Extracted data entries:
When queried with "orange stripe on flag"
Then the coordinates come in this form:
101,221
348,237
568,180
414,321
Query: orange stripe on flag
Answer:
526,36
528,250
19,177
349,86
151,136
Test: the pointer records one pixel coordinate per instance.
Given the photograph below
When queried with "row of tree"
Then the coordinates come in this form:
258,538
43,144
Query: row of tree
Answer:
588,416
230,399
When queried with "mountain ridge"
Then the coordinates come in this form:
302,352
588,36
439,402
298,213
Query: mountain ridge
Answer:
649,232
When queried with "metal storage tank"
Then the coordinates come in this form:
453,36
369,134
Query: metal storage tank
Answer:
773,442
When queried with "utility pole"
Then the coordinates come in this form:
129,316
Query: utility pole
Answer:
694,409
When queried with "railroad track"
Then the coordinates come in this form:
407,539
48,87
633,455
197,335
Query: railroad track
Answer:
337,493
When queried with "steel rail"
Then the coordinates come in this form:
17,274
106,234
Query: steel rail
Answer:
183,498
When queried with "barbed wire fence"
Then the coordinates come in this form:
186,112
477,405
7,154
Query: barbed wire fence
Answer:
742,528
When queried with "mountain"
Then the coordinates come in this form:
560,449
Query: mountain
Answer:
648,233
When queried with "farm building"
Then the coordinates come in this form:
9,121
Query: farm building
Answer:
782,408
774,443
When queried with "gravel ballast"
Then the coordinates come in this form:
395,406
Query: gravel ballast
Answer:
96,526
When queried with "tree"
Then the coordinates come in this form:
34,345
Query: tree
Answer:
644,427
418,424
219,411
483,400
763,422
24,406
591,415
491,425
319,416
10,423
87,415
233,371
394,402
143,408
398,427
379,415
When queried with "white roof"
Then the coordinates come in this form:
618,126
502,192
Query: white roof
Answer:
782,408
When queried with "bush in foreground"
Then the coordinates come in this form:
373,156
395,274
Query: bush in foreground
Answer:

→ Short task:
Can you transcribe every one of the lines above word for word, without changing a single character?

→ Worked solution:
When queried with "orange stripe on flag"
Then the coordinates come in this form:
101,221
348,237
568,180
414,321
Query: orange stripe on flag
Answer:
526,36
528,250
19,177
349,86
151,136
Test: the pointer records one pixel coordinate per instance.
Given the photograph below
When queried with "row of tree"
Then the coordinates come in this form:
258,538
43,144
Query: row of tree
Answer:
588,416
230,399
When queried with "mountain ridge"
Then the coordinates come in this form:
302,352
588,36
439,402
298,213
Query: mountain ridge
Answer:
649,232
When queried with "metal storage tank"
Then the coordinates come in this form:
453,36
369,134
Query: metal storage tank
Answer:
773,442
When queried with "utility pole"
Then the coordinates come in this form:
129,316
Query: utility pole
Answer:
694,409
When queried with "railroad track"
Then the coordinates come in this form:
407,539
48,87
633,455
197,335
Query: railroad track
Answer:
337,493
When queried with "steel rail"
Then the coordinates come in this form:
17,274
106,234
Query: steel rail
Answer:
183,498
When queried with "barbed wire fence"
Then the coordinates come in this form:
186,112
477,405
7,154
Query: barbed wire fence
Answer:
742,528
When queried with "mountain"
Then the coordinates come in this form:
560,449
Query: mountain
Answer:
648,233
When queried with "farm building"
Then the coordinates come in this form:
9,121
Query: farm building
Answer:
782,408
774,443
When queried with "gravel ballast"
Then the coordinates come in this form:
395,406
Query: gravel ballast
Answer:
96,526
When queried with "tree"
Then the coordinates come in this form:
34,345
Query: tree
Answer:
644,427
418,424
219,411
483,400
763,422
24,406
591,415
491,425
319,416
10,423
87,415
233,371
394,402
143,408
398,427
379,415
When queried with "white roof"
Then the coordinates come in this form:
618,126
502,192
Query: white roof
Answer:
782,408
When queried with "bush in foreground"
Then the coordinates come in this form:
373,156
395,274
Query: bush in foreground
Answer:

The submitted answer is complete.